#### What is expected:
Print every record exactly.

#### Supplied records:
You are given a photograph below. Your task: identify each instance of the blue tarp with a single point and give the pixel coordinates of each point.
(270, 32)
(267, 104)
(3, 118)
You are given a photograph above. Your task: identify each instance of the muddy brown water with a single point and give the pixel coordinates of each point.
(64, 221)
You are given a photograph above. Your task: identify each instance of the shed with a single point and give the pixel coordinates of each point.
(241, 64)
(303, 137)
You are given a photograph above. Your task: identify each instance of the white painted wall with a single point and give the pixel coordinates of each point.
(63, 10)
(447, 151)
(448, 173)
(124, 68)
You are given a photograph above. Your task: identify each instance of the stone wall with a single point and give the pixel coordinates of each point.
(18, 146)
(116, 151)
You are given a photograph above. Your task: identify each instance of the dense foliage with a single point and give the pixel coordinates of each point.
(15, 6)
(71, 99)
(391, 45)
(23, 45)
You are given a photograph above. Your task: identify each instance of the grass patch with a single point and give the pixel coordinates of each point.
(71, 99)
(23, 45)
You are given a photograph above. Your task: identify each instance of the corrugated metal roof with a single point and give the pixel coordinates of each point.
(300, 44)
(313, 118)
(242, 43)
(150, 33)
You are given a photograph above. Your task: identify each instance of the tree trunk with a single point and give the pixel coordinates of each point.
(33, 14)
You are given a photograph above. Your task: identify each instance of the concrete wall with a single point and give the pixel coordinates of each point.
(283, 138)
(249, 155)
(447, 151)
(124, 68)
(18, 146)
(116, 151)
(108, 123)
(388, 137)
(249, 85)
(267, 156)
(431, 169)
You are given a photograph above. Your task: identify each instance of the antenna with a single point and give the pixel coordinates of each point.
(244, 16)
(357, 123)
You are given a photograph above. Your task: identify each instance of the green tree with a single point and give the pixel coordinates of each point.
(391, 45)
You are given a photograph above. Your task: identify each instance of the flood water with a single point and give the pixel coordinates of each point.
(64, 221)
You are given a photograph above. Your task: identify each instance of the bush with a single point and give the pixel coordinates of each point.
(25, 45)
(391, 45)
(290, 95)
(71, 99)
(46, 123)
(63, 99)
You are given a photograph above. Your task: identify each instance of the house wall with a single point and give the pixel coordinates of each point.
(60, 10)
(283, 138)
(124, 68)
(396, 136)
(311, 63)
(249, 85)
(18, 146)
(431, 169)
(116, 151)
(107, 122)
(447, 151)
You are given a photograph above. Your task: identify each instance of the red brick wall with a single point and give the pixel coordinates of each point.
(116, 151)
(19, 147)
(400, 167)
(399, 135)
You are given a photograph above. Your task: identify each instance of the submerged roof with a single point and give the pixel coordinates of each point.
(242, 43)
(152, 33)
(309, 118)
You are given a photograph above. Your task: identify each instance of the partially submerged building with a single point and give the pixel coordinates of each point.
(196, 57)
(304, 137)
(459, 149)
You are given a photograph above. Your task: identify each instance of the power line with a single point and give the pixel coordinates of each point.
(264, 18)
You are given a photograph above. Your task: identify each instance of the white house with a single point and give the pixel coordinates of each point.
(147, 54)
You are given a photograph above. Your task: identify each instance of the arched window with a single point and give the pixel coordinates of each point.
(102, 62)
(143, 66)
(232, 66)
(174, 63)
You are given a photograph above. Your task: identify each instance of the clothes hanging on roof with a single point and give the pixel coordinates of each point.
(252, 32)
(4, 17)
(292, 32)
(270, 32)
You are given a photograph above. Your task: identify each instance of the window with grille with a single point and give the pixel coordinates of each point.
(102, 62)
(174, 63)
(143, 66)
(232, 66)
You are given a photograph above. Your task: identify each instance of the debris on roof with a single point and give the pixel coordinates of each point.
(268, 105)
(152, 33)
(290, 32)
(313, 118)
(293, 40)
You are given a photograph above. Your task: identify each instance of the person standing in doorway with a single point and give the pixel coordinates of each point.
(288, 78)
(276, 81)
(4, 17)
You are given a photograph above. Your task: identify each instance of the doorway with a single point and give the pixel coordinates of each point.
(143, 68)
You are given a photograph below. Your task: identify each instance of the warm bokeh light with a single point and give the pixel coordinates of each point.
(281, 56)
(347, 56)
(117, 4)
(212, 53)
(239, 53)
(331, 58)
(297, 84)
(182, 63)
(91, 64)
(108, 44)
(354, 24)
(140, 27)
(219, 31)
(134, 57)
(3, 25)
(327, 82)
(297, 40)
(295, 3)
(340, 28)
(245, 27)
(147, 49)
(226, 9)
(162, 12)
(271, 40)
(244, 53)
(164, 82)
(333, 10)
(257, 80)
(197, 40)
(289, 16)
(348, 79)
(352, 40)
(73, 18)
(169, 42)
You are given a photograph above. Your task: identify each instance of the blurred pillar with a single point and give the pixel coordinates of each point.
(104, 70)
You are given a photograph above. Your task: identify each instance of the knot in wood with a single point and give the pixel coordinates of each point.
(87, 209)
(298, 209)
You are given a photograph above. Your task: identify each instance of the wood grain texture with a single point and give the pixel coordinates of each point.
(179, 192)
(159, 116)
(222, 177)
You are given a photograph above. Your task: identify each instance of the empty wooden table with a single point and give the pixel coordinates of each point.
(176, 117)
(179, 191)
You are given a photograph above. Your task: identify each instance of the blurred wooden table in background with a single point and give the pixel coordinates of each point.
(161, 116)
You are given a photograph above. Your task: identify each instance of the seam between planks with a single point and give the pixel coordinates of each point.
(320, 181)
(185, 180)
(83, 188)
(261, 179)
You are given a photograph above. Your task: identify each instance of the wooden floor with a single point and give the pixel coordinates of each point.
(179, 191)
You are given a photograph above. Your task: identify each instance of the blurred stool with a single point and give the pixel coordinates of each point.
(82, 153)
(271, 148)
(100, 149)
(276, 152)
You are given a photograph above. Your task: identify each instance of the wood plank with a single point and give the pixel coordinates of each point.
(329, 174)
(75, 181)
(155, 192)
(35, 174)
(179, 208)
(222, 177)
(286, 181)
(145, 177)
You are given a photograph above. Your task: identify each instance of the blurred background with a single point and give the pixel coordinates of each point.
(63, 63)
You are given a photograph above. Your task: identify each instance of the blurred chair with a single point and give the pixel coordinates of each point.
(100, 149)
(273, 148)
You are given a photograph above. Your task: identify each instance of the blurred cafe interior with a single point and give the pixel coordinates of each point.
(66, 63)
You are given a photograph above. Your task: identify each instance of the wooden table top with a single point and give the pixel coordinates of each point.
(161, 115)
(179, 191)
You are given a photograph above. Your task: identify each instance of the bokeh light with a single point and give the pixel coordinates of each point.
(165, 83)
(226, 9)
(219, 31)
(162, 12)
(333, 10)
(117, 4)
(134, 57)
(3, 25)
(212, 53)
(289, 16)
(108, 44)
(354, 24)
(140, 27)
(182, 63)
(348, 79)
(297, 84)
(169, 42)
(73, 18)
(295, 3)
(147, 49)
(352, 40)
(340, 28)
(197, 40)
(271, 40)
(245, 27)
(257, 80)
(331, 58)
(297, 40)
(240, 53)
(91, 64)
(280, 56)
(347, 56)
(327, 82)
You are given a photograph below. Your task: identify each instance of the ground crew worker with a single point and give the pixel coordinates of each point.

#### Task response:
You are given a photograph below. Your task: identify each instance of the blue tarp with a single point and give the pixel coordinates of each point.
(270, 32)
(267, 104)
(3, 118)
You are given a photograph above. Your task: identify each instance of the muddy brown water with a single point and give the pixel coordinates of each point.
(64, 221)
You are given a photograph above. Your task: identify each instance of the shed with a single point and give the pixel coordinates of each point.
(241, 64)
(303, 137)
You are given a photograph above. Your task: identify each instance of the white painted wall with a single point and give the pixel coordinates of each point.
(63, 10)
(447, 151)
(448, 173)
(124, 68)
You are given a photograph above. Your task: identify each instance of the stone wall with a single point and give the pixel coordinates of each point.
(18, 146)
(116, 151)
You are given a photograph above. Your task: identify each instance of the dense foliage with a single point and give the pixel coordinates of each point.
(15, 6)
(71, 99)
(391, 45)
(23, 45)
You are given a photograph above. Your task: identify each instance of the grass patch with a single point and give the pixel coordinates of each point.
(71, 99)
(23, 45)
You are given a photograph above. Your task: identify each instance of the corrugated metal roof with a single point and give the pixel coordinates of each point.
(300, 44)
(313, 118)
(242, 43)
(150, 33)
You are given a photograph above. Your task: identify each instance of the tree trunk with a single point and give the pixel coordinates of each point.
(33, 14)
You are given a photograph above. Your task: identify each instance of the concrete wall with a single point and give the pixel coordinates of each point.
(283, 138)
(249, 155)
(447, 151)
(124, 68)
(18, 146)
(116, 151)
(108, 123)
(388, 137)
(249, 85)
(267, 156)
(431, 169)
You are given a photograph above. Your task: identify each instance of the antenna with a single point and give the pixel coordinates of each point.
(244, 16)
(357, 123)
You are given a photograph above. Your task: identify each instance of the green tree with a single point and give the pixel coordinates of each point.
(391, 45)
You are given a photograph above. Your task: identify each instance of the flood water with a single point and give the pixel coordinates of each point.
(64, 221)
You are given a photograph above. Your task: identify each instance of the bush with a single point and give the pixel coordinates of each point.
(25, 45)
(391, 45)
(290, 95)
(71, 99)
(46, 123)
(63, 99)
You are given a photograph above. Your task: identify each instance of the house wall with a single point and give the pixel coordinates of each point.
(60, 10)
(283, 138)
(124, 68)
(396, 136)
(311, 63)
(249, 85)
(18, 146)
(431, 169)
(116, 151)
(107, 122)
(447, 151)
You are given a photograph above. Your task: identify each instance of the red brick wall with a single point and give the pixel coordinates of each point.
(116, 151)
(19, 147)
(400, 167)
(399, 135)
You are given a photograph above. Your task: identify each instance of the submerged roof with a single point and give the pixel coordinates of each point.
(242, 43)
(152, 33)
(309, 118)
You are given a photograph above. Your task: identify each instance of the partially submerged building with a single point and give the pixel coordinates of each point.
(196, 57)
(304, 137)
(459, 149)
You are given a photograph above. Your task: identify each instance of the power line with a single point and give the pixel coordinates of each point.
(264, 18)
You are given a photograph above. Your task: identify each instance of the white house with a single point and give the pixel coordinates of each point.
(147, 54)
You are given a photograph above. Your task: identify each instance of the arched window with a single point and give the pixel coordinates of each point.
(102, 62)
(143, 66)
(232, 66)
(174, 63)
You are given a photograph above. Your task: identify each instance of the clothes hanging on roof with a single point and give the pixel coordinates of each point.
(252, 32)
(4, 17)
(292, 32)
(270, 32)
You are given a photograph above. Your task: identify each instance of the window with grille with a single point and give the pixel coordinates of each point.
(102, 62)
(174, 63)
(143, 66)
(232, 66)
You are given a photograph above. Your task: identify each instance of the debris on roof with a single point and give the pixel coordinates of each point.
(268, 105)
(152, 33)
(290, 32)
(313, 118)
(293, 40)
You are given a photograph above. Your task: identify each instance of the person standing in doorway with a single point and give the pixel coordinates of each point.
(288, 78)
(276, 81)
(4, 17)
You are given a photograph above. Your task: identify each instance of the doorway with a single point and give the pixel coordinates of each point.
(143, 68)
You are given a photograph below. Your task: identify each instance of the warm bokeh light with a single point and give the pixel coordinates of each point.
(281, 56)
(347, 56)
(117, 4)
(212, 53)
(239, 53)
(331, 58)
(297, 84)
(182, 63)
(91, 64)
(108, 44)
(354, 24)
(140, 27)
(219, 31)
(134, 57)
(3, 25)
(327, 82)
(297, 40)
(295, 3)
(340, 28)
(245, 27)
(147, 49)
(226, 9)
(162, 12)
(271, 40)
(244, 53)
(164, 82)
(333, 10)
(257, 80)
(197, 40)
(289, 16)
(348, 79)
(352, 40)
(73, 18)
(169, 42)
You are given a photograph above. Your task: identify each instance of the blurred pillar with a single point and give the pixel coordinates of each point.
(104, 70)
You are given a photograph above. Your task: identify each instance of the knot in wood with a single point and give the pixel coordinates of each point.
(87, 209)
(298, 209)
You are given a photograph above. Your task: identify each instance of the wood grain texture with a single point and give the pixel coordinates of each point.
(179, 192)
(159, 116)
(222, 177)
You are given a photograph above. Your task: identify each instance of the empty wooden table with a single point and give the pixel coordinates of each point.
(176, 117)
(179, 191)
You are given a photograph above. Your task: identify each instance of the blurred wooden table in background with a single point and give the pixel coordinates of each point.
(161, 116)
You are given a photograph above. Your task: identify each instance of the seam between planks with a single point and give the pixel coordinates of each point.
(320, 181)
(185, 180)
(83, 188)
(261, 179)
You are given a photograph above. Your task: identify each instance of the wooden floor with a single point and give the pixel coordinates of each point.
(179, 191)
You are given a photograph above. Your task: identify each instance of the blurred stool with a single point and give the pixel coordinates of each point.
(82, 153)
(271, 148)
(100, 149)
(276, 152)
You are given a photograph above. Your task: identify each instance of the wood plank with a single point and give the pixel coordinates of each point.
(329, 174)
(75, 181)
(155, 192)
(35, 174)
(179, 208)
(222, 177)
(286, 181)
(145, 177)
You are given a photograph above. Your task: identify each instance of the blurred background with a single point and give the pixel coordinates of each point.
(63, 63)
You are given a photograph above. Your task: identify each instance of the blurred chair with a single point and give the pixel coordinates of each point.
(100, 149)
(273, 148)
You are given a photograph above. Your task: identify each instance of the blurred cafe interior with a single point and give the pixel coordinates of each point.
(66, 63)
You are given a photograph above. Your task: identify each instance of the wooden table top with a single point and give the pixel coordinates of each point.
(161, 115)
(179, 191)
You are given a photograph above. Your task: identify each instance of the bokeh light with a single point and give the pixel coordinates of each point.
(165, 83)
(226, 9)
(219, 31)
(162, 12)
(333, 10)
(117, 4)
(134, 57)
(3, 25)
(212, 53)
(289, 16)
(108, 44)
(354, 24)
(140, 27)
(182, 63)
(348, 79)
(297, 84)
(169, 42)
(73, 18)
(295, 3)
(147, 49)
(352, 40)
(340, 28)
(197, 40)
(271, 40)
(245, 27)
(257, 80)
(331, 58)
(297, 40)
(240, 53)
(91, 64)
(280, 56)
(347, 56)
(327, 82)
You are given a photograph below. Your task: identify each instance of the ground crew worker with a single point and give the pixel coordinates of each point.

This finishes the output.